What is being asked. After locating the line with "of the orange", reproduce that line and every one following it exactly, up to the end of the entries.
⁂
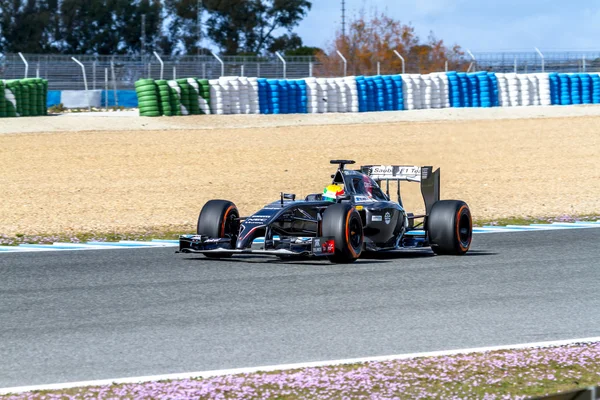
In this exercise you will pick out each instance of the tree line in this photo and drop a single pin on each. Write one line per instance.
(236, 27)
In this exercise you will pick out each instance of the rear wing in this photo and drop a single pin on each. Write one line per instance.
(429, 179)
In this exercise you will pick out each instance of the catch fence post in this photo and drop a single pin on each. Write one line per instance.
(221, 62)
(284, 64)
(345, 62)
(472, 65)
(114, 78)
(106, 89)
(162, 65)
(403, 63)
(542, 57)
(87, 94)
(26, 64)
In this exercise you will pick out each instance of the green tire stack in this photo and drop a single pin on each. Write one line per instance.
(185, 96)
(147, 94)
(2, 101)
(194, 96)
(164, 96)
(30, 85)
(14, 102)
(25, 101)
(175, 97)
(204, 94)
(41, 96)
(45, 97)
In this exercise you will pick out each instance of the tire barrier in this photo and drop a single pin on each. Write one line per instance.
(148, 98)
(478, 89)
(23, 98)
(241, 95)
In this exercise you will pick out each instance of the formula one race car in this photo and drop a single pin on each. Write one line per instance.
(352, 216)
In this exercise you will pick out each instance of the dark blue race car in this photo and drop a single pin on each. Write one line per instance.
(352, 216)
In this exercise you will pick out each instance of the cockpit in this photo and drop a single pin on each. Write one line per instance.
(358, 184)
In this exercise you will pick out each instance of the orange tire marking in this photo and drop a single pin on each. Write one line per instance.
(225, 221)
(463, 248)
(348, 234)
⁂
Response box.
In this exercise you will pick out each instance of the orange tire marking in this photo and drop a single pin on each. Write one line per instance.
(225, 221)
(463, 248)
(348, 234)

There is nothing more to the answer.